**GIVEN REQUEST:** Return every line of the material below that contains the string "weed", copying each one unchanged.

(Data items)

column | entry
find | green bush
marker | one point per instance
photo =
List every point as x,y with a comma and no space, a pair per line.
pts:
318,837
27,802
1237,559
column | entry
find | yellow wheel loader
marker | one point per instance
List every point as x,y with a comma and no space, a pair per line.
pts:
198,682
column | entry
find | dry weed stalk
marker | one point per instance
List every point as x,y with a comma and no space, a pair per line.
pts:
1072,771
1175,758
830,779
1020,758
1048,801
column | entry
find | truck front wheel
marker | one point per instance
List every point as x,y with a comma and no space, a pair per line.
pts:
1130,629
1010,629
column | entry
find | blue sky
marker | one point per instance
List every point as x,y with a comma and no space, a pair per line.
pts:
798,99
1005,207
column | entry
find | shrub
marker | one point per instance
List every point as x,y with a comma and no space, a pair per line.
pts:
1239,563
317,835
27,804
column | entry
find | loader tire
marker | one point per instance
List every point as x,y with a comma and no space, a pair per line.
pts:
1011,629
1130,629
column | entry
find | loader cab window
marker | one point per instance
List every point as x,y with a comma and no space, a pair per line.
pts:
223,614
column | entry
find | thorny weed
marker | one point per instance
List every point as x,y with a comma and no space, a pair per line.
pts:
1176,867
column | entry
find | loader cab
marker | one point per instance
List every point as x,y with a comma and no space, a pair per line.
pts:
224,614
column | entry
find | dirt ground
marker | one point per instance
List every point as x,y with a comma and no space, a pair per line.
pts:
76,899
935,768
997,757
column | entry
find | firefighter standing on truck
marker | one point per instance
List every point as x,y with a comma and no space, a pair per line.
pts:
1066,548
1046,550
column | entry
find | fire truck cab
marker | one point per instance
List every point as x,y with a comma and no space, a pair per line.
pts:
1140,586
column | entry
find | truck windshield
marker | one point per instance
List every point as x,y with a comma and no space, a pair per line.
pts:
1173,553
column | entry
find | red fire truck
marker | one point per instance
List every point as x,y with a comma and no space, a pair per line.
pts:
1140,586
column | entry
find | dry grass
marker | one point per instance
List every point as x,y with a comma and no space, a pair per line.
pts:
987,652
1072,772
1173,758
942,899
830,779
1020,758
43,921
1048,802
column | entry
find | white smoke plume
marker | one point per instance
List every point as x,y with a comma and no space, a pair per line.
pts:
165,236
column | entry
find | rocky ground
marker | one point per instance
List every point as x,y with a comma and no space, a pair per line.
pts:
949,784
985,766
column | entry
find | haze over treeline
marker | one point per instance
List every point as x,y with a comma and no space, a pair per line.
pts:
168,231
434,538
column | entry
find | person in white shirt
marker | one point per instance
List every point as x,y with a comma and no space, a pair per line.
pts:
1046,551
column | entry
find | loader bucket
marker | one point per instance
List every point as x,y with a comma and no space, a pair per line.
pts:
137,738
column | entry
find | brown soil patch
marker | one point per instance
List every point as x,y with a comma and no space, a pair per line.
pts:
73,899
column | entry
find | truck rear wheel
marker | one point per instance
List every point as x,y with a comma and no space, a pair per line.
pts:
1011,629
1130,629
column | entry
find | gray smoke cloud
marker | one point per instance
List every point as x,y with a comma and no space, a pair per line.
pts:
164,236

**FULL RESPONSE:**
find | dry weed stalk
find | thorny weed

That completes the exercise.